EXTRACTED ENTRIES:
****************************************

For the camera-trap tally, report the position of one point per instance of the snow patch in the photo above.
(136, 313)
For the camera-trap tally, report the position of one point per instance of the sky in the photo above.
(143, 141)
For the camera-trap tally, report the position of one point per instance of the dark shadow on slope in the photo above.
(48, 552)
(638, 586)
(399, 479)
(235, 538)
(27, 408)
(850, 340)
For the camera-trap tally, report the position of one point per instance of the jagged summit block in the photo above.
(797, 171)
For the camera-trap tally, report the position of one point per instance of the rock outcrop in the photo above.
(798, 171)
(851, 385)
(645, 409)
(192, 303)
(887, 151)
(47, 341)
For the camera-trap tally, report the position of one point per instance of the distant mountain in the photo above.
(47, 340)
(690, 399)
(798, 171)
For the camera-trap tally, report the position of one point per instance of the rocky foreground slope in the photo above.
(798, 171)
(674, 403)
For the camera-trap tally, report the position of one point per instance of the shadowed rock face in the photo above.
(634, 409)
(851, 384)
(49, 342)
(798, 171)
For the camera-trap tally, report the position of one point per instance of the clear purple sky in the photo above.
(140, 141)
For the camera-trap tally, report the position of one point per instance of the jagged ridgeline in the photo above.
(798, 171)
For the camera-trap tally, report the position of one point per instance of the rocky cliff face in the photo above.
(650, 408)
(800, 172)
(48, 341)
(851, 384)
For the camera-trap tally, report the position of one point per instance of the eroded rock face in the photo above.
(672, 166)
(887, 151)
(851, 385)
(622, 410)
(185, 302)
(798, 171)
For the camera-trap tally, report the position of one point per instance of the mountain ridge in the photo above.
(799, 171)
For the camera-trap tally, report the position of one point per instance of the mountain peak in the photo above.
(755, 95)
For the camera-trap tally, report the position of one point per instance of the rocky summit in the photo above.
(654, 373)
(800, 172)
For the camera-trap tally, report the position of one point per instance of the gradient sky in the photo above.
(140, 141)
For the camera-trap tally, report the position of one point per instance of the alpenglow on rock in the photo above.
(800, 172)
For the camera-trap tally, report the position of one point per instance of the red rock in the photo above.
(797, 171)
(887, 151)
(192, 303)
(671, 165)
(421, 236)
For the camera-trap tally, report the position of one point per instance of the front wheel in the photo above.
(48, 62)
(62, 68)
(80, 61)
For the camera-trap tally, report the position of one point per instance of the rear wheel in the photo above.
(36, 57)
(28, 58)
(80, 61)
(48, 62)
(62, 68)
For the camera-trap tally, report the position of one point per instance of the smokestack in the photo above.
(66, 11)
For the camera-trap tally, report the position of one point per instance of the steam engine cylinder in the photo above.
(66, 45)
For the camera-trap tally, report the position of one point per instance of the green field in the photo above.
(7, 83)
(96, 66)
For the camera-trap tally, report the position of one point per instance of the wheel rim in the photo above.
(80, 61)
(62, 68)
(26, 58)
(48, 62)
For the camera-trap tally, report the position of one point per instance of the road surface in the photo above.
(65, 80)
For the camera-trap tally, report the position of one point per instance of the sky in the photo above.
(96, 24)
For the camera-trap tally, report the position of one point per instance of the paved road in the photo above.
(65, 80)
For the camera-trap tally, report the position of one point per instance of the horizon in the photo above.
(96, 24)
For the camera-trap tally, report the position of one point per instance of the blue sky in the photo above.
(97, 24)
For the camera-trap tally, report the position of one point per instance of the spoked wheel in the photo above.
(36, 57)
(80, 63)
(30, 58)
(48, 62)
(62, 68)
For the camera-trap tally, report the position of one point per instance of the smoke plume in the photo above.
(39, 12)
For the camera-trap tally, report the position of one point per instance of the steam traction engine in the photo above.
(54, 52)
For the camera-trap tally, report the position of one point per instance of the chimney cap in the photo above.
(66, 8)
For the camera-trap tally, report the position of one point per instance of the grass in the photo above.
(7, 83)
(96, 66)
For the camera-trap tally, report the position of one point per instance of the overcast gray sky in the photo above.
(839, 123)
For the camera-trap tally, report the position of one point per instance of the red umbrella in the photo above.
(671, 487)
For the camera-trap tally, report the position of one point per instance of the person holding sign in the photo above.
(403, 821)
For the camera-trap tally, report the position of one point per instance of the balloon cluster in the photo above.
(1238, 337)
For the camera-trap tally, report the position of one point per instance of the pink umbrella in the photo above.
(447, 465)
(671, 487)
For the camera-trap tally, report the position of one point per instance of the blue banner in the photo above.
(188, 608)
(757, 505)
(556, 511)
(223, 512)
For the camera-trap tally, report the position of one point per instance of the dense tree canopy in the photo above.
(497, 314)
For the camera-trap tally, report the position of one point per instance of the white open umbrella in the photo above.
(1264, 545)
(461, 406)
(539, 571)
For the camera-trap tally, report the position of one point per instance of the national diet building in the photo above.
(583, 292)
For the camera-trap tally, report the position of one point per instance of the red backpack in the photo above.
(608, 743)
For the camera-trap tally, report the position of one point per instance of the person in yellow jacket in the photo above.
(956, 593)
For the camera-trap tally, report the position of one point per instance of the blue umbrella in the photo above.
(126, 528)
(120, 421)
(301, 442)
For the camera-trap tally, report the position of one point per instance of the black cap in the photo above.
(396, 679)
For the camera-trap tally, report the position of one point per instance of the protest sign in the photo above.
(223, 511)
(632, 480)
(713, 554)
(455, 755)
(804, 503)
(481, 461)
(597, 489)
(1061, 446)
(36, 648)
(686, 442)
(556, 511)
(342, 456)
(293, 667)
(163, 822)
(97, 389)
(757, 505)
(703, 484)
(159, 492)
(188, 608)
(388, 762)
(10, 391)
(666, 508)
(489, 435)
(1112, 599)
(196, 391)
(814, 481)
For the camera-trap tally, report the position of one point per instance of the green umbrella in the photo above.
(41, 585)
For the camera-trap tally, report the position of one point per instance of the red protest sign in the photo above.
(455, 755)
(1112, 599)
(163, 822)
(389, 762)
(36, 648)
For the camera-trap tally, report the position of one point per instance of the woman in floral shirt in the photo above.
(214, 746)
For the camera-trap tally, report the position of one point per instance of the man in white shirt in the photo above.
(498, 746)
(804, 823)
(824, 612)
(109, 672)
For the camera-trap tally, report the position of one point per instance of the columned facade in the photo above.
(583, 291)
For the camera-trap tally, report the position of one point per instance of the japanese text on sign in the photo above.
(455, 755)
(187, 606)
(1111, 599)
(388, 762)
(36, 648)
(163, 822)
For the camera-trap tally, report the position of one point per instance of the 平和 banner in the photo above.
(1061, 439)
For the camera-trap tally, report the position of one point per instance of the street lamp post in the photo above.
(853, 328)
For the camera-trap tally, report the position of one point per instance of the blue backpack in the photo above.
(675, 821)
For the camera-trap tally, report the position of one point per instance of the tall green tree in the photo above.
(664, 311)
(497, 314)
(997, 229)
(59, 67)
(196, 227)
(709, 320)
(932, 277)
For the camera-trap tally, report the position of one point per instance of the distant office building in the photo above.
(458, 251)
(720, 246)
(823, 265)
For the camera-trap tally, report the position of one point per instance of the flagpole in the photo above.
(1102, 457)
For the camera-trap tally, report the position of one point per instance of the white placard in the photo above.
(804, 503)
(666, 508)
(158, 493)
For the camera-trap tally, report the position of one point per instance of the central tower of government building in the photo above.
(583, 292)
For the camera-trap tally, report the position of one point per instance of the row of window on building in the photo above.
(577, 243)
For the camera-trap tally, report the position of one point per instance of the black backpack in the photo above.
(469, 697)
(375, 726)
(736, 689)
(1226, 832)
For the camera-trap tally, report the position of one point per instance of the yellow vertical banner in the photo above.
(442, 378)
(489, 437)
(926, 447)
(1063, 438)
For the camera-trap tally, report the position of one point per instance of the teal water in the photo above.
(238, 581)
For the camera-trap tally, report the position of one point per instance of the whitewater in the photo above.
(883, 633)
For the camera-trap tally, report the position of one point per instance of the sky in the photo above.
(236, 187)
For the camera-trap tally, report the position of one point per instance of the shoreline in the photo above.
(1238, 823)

****************************************

SHORT PROBLEM: Give the lines from the one containing "shoreline in the photo above." through the end of the records again, with "shoreline" swapped for "riverbank" and everything else unchanged.

ANSWER TO THIS PROBLEM:
For the camera-trap tally, report the position of one point per instance of the riverbank in the photo above.
(1238, 823)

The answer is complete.